» **Region pointing data**:

··········

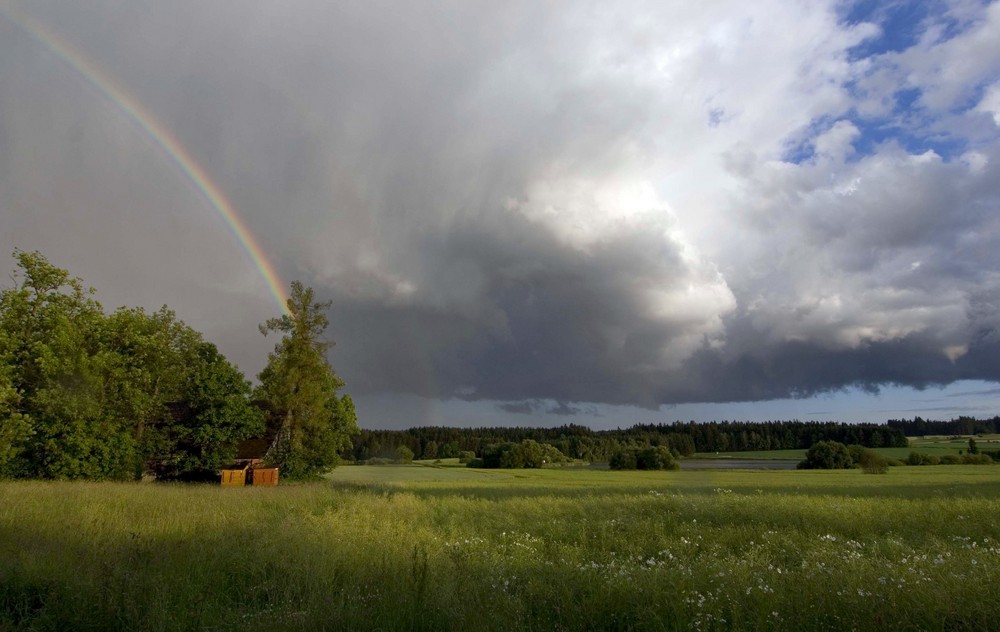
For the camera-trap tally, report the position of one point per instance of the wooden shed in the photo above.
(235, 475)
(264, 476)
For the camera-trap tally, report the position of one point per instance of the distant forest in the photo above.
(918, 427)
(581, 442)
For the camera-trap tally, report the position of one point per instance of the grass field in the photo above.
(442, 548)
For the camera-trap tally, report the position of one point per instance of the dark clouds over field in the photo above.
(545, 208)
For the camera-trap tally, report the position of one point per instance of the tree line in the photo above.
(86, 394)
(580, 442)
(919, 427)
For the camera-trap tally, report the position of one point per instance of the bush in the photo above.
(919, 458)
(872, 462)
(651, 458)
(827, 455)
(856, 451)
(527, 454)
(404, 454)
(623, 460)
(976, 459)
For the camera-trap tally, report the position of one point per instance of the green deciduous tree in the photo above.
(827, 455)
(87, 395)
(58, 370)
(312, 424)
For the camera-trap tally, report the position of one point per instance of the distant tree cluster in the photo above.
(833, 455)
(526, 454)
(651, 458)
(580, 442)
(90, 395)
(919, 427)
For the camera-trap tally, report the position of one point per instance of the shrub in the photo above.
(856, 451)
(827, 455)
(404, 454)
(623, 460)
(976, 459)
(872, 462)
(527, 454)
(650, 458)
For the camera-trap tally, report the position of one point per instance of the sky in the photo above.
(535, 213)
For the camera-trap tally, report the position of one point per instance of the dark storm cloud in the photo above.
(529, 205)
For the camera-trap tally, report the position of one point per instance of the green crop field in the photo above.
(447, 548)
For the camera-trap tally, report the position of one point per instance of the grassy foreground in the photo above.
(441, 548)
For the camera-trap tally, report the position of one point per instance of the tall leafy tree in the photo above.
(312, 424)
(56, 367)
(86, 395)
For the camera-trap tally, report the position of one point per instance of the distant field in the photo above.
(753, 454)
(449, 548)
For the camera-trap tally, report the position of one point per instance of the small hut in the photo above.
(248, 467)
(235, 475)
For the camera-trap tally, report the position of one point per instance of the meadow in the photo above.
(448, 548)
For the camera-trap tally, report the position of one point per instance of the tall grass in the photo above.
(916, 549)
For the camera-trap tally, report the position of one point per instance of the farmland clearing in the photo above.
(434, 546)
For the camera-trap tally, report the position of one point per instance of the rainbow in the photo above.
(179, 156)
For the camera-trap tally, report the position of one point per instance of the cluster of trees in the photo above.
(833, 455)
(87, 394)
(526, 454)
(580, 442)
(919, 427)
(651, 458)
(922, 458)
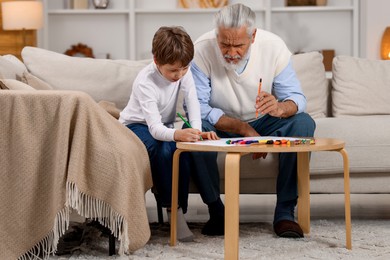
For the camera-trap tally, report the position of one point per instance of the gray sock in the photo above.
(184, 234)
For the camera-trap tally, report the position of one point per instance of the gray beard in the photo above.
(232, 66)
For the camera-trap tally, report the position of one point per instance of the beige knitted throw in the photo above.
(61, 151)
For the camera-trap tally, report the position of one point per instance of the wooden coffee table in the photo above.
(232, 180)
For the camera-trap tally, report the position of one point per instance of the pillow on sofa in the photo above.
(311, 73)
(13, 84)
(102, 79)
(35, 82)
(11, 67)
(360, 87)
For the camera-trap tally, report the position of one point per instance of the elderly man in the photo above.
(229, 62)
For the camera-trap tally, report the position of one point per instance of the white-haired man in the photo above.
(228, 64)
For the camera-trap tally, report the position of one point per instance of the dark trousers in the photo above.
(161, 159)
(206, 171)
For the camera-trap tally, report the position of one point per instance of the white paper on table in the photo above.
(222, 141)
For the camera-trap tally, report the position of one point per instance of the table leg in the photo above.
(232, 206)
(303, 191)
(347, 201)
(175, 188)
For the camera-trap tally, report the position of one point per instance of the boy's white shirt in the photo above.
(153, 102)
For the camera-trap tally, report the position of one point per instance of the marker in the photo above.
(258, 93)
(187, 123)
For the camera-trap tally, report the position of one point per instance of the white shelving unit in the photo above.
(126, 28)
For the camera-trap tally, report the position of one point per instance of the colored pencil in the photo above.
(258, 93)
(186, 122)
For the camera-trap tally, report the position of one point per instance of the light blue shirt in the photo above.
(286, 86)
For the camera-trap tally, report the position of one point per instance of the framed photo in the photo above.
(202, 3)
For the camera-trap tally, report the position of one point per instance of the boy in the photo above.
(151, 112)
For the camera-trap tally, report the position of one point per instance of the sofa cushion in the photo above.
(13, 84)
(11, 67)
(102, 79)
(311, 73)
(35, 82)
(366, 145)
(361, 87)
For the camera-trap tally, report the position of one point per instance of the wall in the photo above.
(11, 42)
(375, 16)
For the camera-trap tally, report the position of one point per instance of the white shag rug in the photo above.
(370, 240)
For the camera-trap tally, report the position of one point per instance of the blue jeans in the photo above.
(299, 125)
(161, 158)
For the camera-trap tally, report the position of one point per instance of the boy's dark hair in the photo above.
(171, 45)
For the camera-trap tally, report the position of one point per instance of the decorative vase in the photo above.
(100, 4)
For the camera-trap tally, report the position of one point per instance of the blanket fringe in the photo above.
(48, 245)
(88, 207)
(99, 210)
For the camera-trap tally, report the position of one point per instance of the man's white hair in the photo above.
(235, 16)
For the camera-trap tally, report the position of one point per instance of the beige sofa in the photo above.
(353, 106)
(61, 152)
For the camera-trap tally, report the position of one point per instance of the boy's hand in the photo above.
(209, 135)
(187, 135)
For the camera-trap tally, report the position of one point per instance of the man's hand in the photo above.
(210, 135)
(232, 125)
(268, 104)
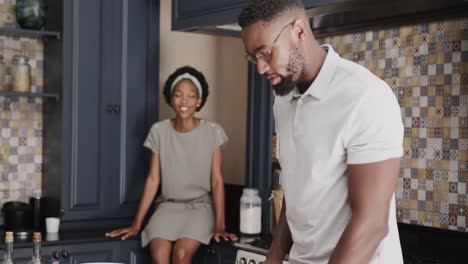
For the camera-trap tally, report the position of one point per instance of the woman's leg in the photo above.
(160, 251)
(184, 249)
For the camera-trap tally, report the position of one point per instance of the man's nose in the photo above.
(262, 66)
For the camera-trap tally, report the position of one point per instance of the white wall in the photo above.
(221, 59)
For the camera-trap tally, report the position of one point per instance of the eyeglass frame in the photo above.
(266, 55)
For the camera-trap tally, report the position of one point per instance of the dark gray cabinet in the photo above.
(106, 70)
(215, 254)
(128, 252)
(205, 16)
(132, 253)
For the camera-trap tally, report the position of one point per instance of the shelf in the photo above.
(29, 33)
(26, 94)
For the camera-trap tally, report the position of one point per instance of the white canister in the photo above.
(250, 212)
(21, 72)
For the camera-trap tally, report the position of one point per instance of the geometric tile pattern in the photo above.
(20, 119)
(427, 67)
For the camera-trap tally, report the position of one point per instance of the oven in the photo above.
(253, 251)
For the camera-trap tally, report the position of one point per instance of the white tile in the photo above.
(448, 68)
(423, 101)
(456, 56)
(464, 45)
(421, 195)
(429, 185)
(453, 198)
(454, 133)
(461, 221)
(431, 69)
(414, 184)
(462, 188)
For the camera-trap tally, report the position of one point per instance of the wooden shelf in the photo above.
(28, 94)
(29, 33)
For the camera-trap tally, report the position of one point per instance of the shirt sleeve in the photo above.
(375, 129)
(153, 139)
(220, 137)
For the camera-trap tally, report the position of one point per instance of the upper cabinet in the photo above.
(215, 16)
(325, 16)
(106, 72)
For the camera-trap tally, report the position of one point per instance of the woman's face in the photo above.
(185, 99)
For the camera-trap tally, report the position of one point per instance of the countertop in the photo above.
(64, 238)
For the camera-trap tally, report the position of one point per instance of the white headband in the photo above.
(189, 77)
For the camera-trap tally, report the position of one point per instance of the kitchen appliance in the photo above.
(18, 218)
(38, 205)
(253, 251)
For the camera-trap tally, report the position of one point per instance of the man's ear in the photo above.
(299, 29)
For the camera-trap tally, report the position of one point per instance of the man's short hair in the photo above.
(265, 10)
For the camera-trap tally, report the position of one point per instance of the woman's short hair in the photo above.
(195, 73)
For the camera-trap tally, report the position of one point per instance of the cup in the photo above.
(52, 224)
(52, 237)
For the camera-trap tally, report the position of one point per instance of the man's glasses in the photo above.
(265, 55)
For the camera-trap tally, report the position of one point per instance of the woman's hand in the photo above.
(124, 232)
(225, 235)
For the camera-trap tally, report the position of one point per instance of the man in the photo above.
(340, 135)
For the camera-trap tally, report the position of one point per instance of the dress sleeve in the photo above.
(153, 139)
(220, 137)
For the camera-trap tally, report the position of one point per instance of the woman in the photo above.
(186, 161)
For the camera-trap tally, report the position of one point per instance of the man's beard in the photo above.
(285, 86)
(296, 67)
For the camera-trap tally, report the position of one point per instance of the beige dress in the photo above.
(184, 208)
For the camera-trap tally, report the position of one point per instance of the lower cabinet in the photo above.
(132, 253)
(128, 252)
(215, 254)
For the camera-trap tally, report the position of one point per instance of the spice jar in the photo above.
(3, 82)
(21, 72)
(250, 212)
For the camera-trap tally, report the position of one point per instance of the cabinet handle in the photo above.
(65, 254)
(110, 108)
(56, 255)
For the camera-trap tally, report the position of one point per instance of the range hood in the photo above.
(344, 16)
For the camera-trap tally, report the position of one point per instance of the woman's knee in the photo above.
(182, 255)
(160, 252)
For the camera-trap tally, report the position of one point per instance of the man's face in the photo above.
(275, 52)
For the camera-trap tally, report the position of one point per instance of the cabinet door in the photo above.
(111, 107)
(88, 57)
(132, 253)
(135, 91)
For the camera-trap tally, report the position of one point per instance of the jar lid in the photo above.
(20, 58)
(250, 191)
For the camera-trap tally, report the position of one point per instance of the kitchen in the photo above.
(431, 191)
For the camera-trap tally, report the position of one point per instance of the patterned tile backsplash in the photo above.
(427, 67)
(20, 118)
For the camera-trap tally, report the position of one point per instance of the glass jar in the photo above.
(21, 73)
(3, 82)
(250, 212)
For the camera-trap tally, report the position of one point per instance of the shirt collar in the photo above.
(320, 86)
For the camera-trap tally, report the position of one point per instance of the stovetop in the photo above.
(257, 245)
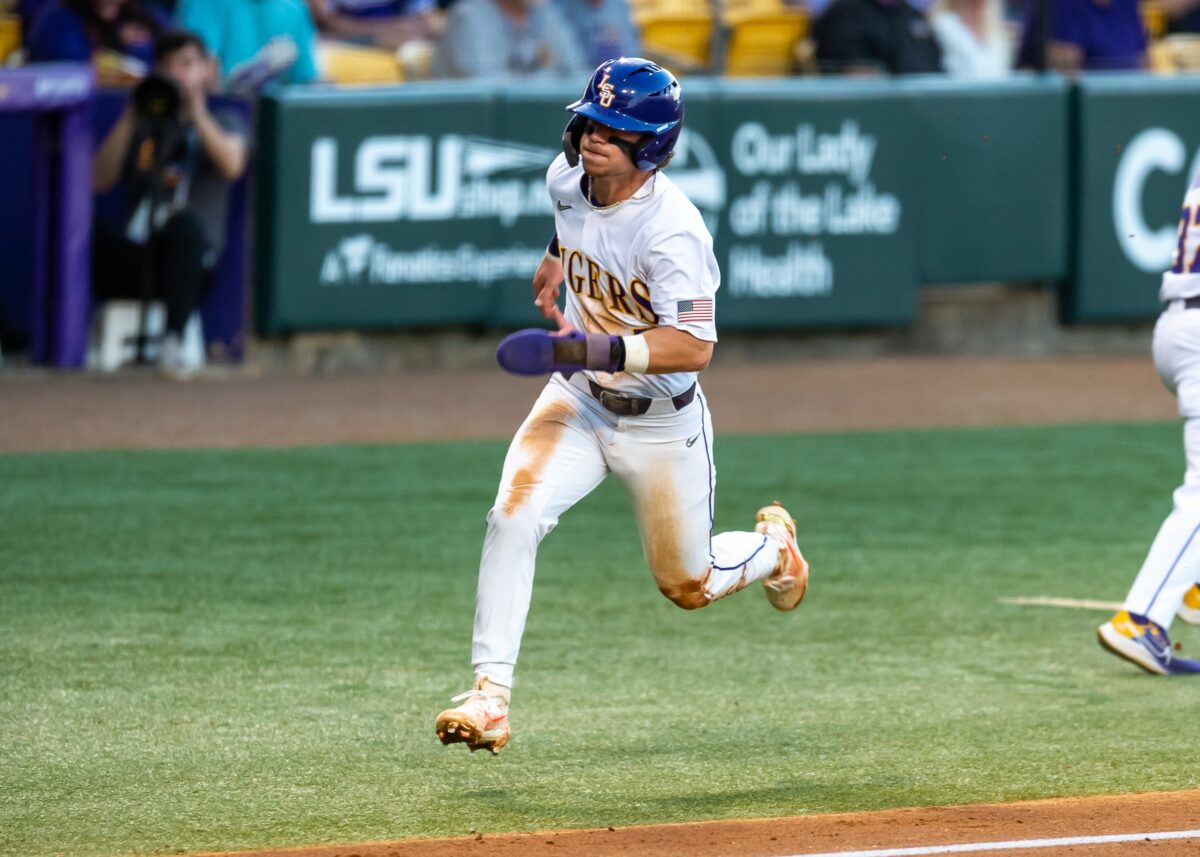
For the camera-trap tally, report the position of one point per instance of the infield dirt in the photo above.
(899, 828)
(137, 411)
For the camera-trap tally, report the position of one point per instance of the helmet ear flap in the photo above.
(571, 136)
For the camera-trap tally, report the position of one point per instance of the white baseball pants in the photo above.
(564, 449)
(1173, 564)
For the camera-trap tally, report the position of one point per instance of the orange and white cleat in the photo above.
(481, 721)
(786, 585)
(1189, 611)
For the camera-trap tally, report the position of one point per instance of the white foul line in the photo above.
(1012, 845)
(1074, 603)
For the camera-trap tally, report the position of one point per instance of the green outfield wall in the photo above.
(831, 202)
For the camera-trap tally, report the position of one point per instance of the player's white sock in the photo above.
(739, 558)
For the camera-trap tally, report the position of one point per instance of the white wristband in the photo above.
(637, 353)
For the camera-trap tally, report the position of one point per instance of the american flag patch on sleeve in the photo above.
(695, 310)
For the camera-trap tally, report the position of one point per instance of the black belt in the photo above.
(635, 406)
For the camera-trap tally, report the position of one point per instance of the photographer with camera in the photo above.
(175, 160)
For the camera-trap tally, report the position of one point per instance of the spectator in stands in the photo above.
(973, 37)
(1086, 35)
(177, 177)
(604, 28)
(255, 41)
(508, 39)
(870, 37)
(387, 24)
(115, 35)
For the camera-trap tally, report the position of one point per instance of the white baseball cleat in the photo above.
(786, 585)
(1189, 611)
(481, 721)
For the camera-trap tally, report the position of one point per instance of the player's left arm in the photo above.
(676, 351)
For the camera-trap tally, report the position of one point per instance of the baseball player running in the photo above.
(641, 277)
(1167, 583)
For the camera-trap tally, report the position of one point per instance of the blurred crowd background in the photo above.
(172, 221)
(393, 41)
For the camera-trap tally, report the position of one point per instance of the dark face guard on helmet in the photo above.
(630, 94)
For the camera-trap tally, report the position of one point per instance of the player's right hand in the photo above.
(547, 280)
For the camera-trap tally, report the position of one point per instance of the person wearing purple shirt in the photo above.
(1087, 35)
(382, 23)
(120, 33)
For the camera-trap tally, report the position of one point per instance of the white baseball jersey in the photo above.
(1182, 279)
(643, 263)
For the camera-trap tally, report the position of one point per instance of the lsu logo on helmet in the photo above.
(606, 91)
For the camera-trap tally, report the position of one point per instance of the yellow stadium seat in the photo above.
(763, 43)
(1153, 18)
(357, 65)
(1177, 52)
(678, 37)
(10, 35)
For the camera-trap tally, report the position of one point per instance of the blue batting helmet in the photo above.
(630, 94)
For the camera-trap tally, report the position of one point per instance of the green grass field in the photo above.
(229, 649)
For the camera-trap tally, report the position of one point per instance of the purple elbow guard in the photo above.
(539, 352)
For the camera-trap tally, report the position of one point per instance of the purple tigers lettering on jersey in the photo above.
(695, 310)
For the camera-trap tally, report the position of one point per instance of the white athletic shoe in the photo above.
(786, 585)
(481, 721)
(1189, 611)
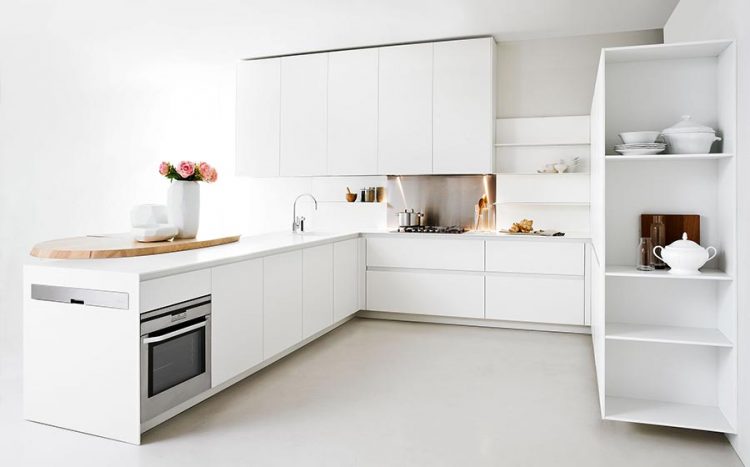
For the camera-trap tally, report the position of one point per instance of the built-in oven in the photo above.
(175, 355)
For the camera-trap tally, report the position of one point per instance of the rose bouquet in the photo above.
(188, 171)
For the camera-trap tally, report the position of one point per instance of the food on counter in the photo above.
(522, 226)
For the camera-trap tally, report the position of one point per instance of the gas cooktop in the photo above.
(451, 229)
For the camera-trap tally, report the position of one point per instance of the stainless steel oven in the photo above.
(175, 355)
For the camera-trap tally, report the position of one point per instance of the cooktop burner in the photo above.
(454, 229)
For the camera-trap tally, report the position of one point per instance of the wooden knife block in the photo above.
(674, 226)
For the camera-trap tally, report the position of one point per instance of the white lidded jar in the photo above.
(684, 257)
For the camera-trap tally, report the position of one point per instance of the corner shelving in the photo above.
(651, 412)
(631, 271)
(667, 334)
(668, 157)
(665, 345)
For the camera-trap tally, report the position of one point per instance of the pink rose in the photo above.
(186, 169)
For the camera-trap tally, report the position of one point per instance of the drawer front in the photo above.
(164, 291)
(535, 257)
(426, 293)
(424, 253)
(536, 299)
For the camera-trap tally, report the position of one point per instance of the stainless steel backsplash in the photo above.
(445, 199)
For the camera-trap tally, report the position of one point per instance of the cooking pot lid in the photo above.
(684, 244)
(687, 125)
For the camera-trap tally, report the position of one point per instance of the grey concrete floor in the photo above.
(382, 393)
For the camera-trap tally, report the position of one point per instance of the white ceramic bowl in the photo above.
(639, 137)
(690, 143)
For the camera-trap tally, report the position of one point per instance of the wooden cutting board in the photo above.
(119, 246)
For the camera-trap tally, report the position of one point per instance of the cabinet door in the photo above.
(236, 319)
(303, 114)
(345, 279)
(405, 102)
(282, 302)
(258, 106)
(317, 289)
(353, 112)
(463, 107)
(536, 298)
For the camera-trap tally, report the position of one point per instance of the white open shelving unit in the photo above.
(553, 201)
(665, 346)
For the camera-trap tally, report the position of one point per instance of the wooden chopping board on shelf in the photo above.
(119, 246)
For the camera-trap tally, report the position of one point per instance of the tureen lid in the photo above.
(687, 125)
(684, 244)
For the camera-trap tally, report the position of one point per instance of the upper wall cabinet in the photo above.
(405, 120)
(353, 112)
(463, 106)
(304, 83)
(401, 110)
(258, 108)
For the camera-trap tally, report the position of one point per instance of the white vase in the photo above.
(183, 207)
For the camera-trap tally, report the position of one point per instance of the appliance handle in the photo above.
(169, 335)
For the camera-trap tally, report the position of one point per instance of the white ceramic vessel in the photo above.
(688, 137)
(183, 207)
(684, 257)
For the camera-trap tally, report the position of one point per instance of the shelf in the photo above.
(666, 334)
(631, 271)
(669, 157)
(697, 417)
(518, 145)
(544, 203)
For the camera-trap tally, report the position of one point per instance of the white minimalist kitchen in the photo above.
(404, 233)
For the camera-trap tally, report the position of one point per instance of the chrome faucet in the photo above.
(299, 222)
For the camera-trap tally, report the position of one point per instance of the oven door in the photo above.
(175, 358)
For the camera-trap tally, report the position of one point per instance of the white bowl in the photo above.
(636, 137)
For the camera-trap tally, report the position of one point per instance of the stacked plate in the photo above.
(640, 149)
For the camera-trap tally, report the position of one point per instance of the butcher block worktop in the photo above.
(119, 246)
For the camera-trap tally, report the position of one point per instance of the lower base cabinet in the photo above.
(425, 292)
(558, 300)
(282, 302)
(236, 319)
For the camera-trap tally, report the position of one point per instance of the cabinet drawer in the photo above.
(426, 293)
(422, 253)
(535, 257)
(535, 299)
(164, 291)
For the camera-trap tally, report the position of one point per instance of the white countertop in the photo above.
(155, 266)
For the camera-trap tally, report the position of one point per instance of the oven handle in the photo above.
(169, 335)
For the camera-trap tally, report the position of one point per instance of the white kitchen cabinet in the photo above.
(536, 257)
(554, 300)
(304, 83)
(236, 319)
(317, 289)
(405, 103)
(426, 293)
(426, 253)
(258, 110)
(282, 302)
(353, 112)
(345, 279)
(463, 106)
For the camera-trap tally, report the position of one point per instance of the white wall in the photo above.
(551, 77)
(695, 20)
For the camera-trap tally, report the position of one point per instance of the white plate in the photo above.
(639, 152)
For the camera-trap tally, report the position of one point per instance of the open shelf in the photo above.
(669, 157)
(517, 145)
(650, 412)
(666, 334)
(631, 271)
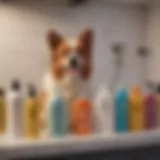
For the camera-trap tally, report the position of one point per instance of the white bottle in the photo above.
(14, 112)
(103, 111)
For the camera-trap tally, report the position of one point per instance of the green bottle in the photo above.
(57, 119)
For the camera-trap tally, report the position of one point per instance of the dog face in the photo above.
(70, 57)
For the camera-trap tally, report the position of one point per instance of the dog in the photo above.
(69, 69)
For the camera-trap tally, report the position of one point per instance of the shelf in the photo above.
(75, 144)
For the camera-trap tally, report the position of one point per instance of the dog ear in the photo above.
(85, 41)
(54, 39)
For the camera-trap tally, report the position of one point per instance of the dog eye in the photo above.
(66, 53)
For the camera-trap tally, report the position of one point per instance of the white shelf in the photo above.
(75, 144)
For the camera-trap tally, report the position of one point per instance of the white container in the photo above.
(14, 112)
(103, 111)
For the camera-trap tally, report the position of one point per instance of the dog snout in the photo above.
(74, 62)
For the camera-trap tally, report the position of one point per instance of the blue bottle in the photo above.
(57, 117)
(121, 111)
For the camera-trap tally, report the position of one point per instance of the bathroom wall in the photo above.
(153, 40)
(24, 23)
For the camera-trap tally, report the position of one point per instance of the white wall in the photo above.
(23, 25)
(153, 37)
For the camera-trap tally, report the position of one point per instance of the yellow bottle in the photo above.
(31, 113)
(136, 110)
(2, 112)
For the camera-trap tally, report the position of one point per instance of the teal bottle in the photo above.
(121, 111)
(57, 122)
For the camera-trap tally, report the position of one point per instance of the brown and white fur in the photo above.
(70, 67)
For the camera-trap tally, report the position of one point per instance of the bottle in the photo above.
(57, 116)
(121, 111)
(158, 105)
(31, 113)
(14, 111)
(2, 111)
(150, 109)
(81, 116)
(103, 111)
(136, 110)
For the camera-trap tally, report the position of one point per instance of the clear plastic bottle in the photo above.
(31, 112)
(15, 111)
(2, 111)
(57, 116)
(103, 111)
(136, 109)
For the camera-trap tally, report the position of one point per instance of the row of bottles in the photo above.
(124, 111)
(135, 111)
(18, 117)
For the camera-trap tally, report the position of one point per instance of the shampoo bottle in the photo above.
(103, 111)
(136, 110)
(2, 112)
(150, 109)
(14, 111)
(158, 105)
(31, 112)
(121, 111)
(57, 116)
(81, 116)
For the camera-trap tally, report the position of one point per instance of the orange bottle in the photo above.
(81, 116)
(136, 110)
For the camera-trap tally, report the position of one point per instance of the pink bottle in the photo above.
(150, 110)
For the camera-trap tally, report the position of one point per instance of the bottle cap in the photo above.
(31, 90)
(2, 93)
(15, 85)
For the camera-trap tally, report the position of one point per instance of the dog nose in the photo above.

··········

» **What you need to do**:
Starting at the line that contains "cap in the photo above.", copy each line through the last one in the records, exactly, and output nothing else.

» **Reply**:
For the camera-trap tally, report the position of one point per instance of the bottle cap in the photo above.
(31, 90)
(2, 93)
(15, 85)
For the camera-trap tally, report the position of one point per instance of the dog nose in the photo above.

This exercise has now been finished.